# [WHAT YOU SHOULD DO]
Format every line from the one containing "the woman with" down to the final line of the rows below as a JSON list of strings, one string per line. Omit any blank lines.

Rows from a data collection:
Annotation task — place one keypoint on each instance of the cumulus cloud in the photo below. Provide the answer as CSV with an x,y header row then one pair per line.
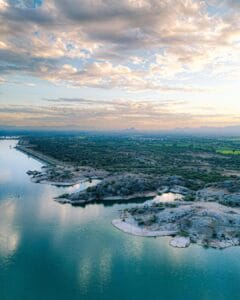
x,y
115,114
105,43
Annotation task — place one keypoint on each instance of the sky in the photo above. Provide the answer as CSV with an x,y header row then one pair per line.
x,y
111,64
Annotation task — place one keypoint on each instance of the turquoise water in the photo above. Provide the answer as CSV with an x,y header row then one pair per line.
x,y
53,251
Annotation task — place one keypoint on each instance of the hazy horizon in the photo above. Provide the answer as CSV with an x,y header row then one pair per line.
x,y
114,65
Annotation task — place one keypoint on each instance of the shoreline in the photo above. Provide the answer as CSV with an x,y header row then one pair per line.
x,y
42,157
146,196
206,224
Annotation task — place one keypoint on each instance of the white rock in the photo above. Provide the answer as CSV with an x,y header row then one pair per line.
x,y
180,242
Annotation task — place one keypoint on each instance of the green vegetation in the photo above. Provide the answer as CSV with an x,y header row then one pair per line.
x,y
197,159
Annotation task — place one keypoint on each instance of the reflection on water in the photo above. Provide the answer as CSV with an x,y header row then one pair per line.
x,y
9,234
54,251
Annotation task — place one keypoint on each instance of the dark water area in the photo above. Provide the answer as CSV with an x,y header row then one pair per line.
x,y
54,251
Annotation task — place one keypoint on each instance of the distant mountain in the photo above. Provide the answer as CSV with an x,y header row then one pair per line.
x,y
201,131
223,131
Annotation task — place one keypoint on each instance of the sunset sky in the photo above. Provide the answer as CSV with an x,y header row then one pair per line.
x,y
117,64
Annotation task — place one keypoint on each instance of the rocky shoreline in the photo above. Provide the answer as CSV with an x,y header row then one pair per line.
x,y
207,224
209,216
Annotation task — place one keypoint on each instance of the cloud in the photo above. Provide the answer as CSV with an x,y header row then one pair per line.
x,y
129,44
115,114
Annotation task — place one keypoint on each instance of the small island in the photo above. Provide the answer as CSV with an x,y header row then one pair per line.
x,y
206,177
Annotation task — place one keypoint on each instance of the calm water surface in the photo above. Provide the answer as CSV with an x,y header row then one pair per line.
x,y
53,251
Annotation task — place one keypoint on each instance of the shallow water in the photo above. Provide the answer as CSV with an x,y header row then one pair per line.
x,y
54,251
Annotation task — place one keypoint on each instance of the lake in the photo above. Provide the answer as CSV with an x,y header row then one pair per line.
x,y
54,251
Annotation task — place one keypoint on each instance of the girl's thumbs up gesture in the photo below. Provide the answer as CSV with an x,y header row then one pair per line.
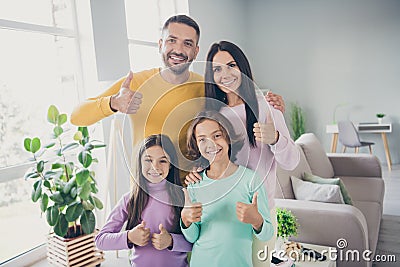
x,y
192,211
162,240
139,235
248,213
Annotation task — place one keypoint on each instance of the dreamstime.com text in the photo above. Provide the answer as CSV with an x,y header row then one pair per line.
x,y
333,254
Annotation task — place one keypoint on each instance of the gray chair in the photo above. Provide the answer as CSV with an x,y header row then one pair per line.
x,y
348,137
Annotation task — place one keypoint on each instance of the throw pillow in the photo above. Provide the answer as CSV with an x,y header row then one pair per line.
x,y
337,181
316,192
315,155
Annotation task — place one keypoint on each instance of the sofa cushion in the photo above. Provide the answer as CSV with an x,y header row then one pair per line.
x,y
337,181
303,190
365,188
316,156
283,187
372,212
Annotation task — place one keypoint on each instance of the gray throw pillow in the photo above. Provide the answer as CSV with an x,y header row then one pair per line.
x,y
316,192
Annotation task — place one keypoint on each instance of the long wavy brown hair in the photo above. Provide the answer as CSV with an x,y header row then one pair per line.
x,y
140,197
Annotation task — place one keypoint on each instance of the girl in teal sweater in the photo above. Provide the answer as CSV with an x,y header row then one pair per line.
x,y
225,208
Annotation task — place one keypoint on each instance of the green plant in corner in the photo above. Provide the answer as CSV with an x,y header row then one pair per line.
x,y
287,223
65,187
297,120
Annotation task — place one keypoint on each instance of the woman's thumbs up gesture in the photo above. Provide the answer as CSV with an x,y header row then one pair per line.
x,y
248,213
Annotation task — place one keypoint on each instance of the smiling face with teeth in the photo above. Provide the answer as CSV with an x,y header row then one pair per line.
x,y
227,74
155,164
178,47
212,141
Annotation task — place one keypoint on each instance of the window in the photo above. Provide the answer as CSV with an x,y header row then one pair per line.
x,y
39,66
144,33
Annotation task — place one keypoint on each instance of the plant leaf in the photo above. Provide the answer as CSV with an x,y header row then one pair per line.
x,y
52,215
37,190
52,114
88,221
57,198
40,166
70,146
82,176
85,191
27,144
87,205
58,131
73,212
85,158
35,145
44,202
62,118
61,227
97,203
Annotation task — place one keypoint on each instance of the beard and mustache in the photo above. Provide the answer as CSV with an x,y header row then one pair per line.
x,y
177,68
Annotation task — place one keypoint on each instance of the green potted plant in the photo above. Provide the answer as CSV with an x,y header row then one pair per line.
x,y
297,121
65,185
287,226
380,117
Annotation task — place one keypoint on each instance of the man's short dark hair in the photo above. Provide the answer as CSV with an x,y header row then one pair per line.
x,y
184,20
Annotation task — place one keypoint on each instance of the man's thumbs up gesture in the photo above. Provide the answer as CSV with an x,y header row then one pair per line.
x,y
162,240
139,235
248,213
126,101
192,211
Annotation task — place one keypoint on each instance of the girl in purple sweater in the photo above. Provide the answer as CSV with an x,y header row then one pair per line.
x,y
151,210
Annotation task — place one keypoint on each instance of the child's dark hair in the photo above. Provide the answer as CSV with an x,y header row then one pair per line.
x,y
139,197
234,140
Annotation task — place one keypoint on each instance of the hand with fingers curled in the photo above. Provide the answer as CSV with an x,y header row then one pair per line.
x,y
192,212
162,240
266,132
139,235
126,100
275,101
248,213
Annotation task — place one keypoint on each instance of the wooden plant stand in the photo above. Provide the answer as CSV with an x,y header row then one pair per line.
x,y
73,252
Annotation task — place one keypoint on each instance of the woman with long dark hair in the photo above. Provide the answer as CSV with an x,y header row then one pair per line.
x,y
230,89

# [RESPONSE TO THE TASK]
[
  "Annotation task — place one keypoint on each instance of the woman with long dark hair in the photo above. Provide the answer as CSV with an x,y header row then one pair per line.",
  "x,y",
  "230,89"
]